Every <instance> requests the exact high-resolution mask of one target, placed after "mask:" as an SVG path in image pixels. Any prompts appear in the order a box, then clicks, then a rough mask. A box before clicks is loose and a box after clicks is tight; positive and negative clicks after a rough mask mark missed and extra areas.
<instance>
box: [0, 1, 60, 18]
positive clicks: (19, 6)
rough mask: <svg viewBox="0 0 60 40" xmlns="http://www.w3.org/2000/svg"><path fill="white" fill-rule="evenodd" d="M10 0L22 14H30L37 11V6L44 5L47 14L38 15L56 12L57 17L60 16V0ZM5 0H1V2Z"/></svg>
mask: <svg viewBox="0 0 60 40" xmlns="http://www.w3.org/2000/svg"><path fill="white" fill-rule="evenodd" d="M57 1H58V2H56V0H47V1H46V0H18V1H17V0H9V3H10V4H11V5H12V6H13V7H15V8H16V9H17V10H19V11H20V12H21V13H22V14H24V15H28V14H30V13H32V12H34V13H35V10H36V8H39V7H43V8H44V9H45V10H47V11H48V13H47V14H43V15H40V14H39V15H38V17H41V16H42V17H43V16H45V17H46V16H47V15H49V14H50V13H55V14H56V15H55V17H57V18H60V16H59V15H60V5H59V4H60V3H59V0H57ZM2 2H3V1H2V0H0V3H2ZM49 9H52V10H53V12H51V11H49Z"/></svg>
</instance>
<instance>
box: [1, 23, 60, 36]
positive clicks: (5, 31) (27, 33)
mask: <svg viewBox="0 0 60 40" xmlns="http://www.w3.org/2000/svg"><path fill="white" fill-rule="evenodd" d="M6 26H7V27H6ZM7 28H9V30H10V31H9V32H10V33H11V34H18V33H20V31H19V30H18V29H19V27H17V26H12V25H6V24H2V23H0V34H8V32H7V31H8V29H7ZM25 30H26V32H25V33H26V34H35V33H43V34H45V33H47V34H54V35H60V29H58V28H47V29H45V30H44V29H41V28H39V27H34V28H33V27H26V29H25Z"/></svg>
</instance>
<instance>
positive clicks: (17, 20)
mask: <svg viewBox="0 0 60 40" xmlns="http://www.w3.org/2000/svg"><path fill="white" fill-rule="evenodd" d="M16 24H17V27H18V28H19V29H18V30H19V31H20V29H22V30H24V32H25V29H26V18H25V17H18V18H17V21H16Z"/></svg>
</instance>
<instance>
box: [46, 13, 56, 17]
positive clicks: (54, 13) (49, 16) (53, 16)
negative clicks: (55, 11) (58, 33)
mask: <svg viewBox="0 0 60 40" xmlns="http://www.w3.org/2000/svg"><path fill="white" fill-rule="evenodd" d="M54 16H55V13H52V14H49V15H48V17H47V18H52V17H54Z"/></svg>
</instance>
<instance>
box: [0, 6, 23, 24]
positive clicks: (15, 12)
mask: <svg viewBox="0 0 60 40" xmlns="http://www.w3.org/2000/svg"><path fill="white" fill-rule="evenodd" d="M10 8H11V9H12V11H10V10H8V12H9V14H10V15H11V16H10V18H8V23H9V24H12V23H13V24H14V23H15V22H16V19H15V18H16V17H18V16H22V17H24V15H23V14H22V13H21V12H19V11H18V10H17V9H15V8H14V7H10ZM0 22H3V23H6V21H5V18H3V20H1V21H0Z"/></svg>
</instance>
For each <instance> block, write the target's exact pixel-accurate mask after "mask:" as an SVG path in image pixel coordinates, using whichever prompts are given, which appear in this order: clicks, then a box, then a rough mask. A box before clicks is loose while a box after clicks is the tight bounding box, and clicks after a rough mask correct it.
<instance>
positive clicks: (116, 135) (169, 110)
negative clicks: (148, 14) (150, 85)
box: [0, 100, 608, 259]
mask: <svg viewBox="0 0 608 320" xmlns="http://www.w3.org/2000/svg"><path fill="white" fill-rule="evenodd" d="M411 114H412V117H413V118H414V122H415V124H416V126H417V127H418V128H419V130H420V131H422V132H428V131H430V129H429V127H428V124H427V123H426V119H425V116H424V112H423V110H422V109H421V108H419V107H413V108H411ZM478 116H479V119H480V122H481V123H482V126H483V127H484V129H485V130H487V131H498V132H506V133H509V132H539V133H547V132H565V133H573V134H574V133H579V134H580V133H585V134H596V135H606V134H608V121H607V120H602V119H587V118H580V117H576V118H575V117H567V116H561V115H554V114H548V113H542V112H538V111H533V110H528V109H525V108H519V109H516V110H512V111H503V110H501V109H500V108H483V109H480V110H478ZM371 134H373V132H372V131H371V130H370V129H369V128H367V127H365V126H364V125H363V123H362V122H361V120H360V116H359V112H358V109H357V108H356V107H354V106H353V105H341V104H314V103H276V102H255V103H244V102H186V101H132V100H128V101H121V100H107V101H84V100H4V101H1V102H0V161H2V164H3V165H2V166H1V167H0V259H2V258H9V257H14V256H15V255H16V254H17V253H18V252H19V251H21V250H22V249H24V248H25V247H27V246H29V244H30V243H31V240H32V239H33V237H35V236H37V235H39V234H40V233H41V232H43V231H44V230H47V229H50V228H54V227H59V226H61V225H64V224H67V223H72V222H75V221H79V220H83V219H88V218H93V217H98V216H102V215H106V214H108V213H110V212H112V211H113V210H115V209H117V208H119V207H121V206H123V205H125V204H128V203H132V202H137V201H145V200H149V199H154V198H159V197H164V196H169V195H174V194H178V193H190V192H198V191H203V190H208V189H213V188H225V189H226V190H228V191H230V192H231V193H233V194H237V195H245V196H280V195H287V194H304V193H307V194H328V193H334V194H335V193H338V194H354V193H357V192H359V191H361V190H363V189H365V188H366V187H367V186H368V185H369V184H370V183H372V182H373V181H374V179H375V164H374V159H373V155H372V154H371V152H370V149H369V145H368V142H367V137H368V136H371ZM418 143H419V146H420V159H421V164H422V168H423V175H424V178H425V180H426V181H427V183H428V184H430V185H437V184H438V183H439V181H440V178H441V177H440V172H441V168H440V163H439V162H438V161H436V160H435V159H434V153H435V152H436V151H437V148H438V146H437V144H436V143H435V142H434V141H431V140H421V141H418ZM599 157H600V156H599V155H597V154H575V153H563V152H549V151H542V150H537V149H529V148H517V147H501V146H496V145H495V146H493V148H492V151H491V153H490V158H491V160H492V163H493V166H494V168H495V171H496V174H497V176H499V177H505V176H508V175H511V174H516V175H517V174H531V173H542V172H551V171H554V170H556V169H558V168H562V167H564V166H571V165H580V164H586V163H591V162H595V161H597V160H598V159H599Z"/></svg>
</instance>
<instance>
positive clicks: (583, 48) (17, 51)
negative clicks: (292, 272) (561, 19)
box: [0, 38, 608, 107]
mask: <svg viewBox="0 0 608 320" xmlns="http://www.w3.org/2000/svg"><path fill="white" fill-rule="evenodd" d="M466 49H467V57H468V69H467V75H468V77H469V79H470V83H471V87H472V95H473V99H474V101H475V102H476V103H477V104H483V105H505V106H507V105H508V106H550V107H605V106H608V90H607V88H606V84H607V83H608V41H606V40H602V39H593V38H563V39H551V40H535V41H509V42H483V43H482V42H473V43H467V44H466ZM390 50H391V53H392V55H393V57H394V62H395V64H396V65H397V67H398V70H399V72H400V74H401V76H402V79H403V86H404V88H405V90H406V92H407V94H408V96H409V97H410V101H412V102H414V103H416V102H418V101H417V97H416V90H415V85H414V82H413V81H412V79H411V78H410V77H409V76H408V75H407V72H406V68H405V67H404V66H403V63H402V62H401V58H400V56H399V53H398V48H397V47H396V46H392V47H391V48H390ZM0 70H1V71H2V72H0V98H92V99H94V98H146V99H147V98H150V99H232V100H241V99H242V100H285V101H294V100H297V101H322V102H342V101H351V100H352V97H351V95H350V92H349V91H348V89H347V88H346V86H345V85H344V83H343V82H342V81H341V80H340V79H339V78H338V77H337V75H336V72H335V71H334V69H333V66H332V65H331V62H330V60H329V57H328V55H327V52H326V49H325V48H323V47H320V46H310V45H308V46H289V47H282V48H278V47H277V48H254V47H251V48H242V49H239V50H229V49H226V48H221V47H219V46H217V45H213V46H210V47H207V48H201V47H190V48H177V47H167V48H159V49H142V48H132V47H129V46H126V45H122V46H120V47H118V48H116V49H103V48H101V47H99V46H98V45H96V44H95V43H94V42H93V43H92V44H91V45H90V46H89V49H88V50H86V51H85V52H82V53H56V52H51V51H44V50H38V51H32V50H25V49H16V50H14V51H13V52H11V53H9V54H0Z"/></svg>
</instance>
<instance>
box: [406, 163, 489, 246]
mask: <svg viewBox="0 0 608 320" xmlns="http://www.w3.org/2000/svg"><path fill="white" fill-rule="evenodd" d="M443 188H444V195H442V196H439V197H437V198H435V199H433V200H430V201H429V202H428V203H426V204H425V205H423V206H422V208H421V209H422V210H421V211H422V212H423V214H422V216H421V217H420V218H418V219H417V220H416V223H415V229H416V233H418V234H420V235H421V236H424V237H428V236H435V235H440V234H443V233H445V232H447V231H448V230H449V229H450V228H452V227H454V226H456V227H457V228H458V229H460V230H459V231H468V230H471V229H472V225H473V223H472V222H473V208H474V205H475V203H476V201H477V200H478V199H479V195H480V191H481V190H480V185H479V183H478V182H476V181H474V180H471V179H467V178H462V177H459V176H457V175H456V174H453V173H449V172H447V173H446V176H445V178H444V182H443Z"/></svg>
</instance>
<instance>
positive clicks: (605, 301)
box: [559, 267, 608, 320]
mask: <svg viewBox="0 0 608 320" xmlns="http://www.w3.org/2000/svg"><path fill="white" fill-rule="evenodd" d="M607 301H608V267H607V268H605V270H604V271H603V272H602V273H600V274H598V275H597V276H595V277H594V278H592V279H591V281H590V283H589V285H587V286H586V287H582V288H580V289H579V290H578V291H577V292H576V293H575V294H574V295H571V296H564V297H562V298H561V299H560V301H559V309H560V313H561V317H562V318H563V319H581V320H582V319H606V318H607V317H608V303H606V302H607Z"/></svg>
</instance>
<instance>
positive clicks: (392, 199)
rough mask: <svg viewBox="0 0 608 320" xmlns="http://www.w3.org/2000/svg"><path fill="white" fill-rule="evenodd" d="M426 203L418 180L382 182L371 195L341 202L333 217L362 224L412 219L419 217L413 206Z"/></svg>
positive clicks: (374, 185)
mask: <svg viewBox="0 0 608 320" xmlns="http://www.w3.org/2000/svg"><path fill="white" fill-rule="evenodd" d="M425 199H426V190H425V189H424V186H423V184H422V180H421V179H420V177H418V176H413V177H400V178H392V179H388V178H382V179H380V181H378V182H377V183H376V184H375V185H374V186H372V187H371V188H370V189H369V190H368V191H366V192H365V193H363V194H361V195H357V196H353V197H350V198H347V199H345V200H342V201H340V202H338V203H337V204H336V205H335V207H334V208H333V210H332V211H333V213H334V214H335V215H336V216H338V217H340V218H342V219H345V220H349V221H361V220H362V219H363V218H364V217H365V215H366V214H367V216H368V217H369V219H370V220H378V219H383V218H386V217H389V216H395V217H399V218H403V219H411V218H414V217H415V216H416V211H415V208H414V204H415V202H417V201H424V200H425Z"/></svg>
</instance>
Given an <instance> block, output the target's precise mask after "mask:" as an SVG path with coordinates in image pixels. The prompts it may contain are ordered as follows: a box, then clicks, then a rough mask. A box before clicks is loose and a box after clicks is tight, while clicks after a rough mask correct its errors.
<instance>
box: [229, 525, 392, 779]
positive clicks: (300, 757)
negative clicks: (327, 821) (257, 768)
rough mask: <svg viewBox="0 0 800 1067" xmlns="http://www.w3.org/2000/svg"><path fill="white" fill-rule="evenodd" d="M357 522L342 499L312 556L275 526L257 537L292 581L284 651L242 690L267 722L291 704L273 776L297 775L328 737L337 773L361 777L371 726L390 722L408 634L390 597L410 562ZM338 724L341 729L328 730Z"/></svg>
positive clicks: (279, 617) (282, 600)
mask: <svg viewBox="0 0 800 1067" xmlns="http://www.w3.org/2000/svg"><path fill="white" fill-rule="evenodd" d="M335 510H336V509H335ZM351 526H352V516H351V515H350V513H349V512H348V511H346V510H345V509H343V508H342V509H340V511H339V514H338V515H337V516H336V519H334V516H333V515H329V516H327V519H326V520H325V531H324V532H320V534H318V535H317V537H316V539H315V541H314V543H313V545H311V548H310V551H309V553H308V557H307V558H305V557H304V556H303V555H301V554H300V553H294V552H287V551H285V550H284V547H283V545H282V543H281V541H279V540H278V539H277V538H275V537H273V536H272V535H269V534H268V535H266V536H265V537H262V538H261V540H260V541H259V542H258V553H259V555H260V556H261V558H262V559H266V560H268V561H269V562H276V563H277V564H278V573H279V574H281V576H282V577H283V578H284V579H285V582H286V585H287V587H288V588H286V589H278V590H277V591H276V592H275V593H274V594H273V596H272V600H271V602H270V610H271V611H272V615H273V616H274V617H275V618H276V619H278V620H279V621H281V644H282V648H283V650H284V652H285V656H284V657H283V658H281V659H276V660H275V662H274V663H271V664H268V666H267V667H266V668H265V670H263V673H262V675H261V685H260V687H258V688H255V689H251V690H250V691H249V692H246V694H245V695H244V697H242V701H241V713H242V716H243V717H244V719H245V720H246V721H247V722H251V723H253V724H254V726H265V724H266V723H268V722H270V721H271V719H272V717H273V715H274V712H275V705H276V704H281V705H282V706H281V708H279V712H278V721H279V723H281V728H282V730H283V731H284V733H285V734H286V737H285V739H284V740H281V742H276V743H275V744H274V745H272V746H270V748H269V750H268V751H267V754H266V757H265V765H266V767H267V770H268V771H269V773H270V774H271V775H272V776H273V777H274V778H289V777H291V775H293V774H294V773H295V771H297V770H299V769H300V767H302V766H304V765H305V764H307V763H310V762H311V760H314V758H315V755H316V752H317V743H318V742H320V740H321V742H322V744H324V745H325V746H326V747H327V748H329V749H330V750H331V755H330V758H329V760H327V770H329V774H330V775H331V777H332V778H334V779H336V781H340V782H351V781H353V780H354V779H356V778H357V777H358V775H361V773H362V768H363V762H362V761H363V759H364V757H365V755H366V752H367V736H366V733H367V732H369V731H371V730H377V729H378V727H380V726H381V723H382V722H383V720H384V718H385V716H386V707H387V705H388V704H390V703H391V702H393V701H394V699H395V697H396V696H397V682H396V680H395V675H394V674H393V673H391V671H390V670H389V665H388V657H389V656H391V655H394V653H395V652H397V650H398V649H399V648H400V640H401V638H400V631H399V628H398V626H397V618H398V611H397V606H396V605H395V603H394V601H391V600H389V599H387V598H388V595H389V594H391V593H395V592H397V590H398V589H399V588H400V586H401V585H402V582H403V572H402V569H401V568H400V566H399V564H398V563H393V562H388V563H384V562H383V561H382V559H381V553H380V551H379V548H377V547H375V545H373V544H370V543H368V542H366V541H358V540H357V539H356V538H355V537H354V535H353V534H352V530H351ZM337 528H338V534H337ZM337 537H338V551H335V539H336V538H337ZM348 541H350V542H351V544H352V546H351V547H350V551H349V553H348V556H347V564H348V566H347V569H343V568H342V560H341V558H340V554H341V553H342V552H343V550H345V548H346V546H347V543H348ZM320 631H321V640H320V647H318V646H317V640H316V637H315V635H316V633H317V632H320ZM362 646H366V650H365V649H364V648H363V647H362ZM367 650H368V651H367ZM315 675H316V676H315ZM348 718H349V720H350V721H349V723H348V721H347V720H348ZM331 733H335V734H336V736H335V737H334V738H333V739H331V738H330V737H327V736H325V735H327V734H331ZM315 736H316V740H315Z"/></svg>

* Exercise aim *
Which lines belong in the answer? Exactly those from the first line of the entries through the line holding "positive clicks: (19, 6)", inclusive, copied unchanged.

* Output for this exercise *
Every <instance> requests the exact high-resolution mask of one target, placed after "mask:" as an SVG path in image pixels. Any prompts appear in the order a box, then clicks, then a rough mask. A box before clicks is loose and a box after clicks is tight; positive and negative clicks after a rough mask mark missed and extra areas.
<instance>
box: [0, 1, 60, 18]
positive clicks: (19, 6)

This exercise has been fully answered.